── 摘录文本

环境:
scala2.11.8
kafka_2.11-0.11.0.1
spark-2.0.0-bin-hadoop2.7

第一个问题
创建一个WordCount,一端自动生成,一端读取之后从spark查看,但是查看端怎么都起不起来,遇到问题如下

SLF4J: Class path contains multiple SLF4J bindings.
SLF4J: Found binding in [jar:file:/usr/local/spark/jars/slf4j-log4j12-1.7.16.jar!/org/slf4j/impl/StaticLoggerBinder.class]
SLF4J: Found binding in [jar:file:/usr/local/spark/jars/kafka/slf4j-log4j12-1.7.25.jar!/org/slf4j/impl/StaticLoggerBinder.class]
SLF4J: See http://www.slf4j.org/codes.html#multiple_bindings for an explanation.
SLF4J: Actual binding is of type [org.slf4j.impl.Log4jLoggerFactory]
Exception in thread "main" java.lang.NoClassDefFoundError: org/apache/spark/streaming/kafka/KafkaUtils$
        at org.apache.spark.examples.streaming.KafkaWordCount$.main(KafkaWordCount.scala:19)
        at org.apache.spark.examples.streaming.KafkaWordCount.main(KafkaWordCount.scala)
        at sun.reflect.NativeMethodAccessorImpl.invoke0(Native Method)
        at sun.reflect.NativeMethodAccessorImpl.invoke(NativeMethodAccessorImpl.java:62)
        at sun.reflect.DelegatingMethodAccessorImpl.invoke(DelegatingMethodAccessorImpl.java:43)
        at java.lang.reflect.Method.invoke(Method.java:498)
        at org.apache.spark.deploy.SparkSubmit$.org$apache$spark$deploy$SparkSubmit$$runMain(SparkSubmit.scala:729)
        at org.apache.spark.deploy.SparkSubmit$.doRunMain$1(SparkSubmit.scala:185)
        at org.apache.spark.deploy.SparkSubmit$.submit(SparkSubmit.scala:210)
        at org.apache.spark.deploy.SparkSubmit$.main(SparkSubmit.scala:124)
        at org.apache.spark.deploy.SparkSubmit.main(SparkSubmit.scala)
Caused by: java.lang.ClassNotFoundException: org.apache.spark.streaming.kafka.KafkaUtils$
        at java.net.URLClassLoader.findClass(URLClassLoader.java:381)

────

任务 1:
根据这段Spark报错帖子回答：
(a) 环境里用的Kafka版本是哪个？
(b) “Caused by”一行说找不到哪个类？
(c) SLF4J实际绑定的是什么类型？
任务 2: 从这段Spark报错帖子的最后一行之后接着往下写。
数据集里的各行与此无关。

── 数据集

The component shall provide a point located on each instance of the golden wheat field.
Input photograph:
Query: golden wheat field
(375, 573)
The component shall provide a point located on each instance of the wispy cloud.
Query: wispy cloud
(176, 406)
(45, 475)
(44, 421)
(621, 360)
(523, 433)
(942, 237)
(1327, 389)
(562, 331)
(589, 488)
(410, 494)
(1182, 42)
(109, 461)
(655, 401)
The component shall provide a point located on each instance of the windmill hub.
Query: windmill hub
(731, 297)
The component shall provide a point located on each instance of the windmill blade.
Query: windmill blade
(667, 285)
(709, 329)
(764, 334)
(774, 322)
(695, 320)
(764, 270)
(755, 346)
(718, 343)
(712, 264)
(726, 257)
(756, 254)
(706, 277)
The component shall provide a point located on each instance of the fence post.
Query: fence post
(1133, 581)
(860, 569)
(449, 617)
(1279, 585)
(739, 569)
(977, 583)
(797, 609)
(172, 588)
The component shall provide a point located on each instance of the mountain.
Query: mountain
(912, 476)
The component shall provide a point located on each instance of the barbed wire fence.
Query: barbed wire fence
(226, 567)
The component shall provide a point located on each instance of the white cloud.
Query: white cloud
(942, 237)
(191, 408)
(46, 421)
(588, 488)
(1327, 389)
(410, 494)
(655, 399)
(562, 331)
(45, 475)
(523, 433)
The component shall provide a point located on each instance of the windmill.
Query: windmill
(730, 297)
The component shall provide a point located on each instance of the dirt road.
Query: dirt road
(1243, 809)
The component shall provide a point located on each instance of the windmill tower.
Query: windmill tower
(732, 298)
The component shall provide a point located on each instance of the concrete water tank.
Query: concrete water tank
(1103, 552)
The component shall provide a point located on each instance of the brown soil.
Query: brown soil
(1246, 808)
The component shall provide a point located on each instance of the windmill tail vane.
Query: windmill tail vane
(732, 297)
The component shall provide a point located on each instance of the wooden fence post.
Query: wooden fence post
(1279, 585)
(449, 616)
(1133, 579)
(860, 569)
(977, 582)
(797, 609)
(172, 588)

────

答案 1:
(a) kafka_2.11-0.11.0.1
(b) org.apache.spark.streaming.kafka.KafkaUtils$
(c) org.slf4j.impl.Log4jLoggerFactory

答案 2:
        at java.lang.ClassLoader.loadClass(ClassLoader.java:424)
        at java.lang.ClassLoader.loadClass(ClassLoader.java:357)
        ... 11 more

sbt的build.sbt一开始这样写的:

name := "Simple Project"
version := "1.0"
scalaVersion := "2.11.8"
libraryDependencies += "org.apache.spark" %% "spark-core" % "2.1.0"
libraryDependencies += "org.apache.spark" % "spark-streaming_2.11" % "2.1.0"
libraryDependencies += "org.apache.spark" % "spark-streaming-kafka-0-8_2.11" % "2.1.0"

猛然发现spark-streaming-kafka和spark-streaming版本不对,于是更换了版本号,重新打包,问题依旧,心如死灰,毅然决然换掉spark2.0.0的版本再试试,先吃饭,中午回来接着写

回来继续,换了个版本依然没什么奇效,再来看看怎么办吧,依旧是老错误。还是不知道是什么错误,不过换了一下版本,将kafka的版本换成了kafka_2.11-0.8.2.0,出现了新的错误,也算是有点欣慰,错误提示如下:

SLF4J: Class path contains multiple SLF4J bindings.
SLF4J: Found binding in [jar:file:/usr/local/spark/jars/slf4j-log4j12-1.7.16.jar!/org/slf4j/impl/StaticLoggerBinder.class]
SLF4J: Found binding in [jar:file:/usr/local/spark/jars/kafka/slf4j-log4j12-1.6.1.jar!/org/slf4j/impl/StaticLoggerBinder.class]
SLF4J: See http://www.slf4j.org/codes.html#multiple_bindings for an explanation.
SLF4J: Actual binding is of type [org.slf4j.impl.Log4jLoggerFactory]
Exception in thread "main" java.lang.IllegalArgumentException: requirement failed: The checkpoint directory has not been set. Please set it by StreamingContext.checkpoint().
        at scala.Predef$.require(Predef.scala:224)
        at org.apache.spark.streaming.dstream.DStream.validateAtStart(DStream.scala:242)
        at org.apache.spark.streaming.dstream.DStream$$anonfun$validateAtStart$8.apply(DStream.scala:275)
        at org.apache.spark.streaming.dstream.DStream$$anonfun$validateAtStart$8.apply(DStream.scala:275)
        at scala.collection.immutable.List.foreach(List.scala:381)
        at org.apache.spark.streaming.dstream.DStream.validateAtStart(DStream.scala:275)
        at org.apache.spark.streaming.DStreamGraph$$anonfun$start$4.apply(DStreamGraph.scala:48)
        at org.apache.spark.streaming.DStreamGraph$$anonfun$start$4.apply(DStreamGraph.scala:48)
        at scala.collection.mutable.ResizableArray$class.foreach(ResizableArray.scala:59)
        at scala.collection.mutable.ArrayBuffer.foreach(ArrayBuffer.scala:48)
        at org.apache.spark.streaming.DStreamGraph.start(DStreamGraph.scala:48)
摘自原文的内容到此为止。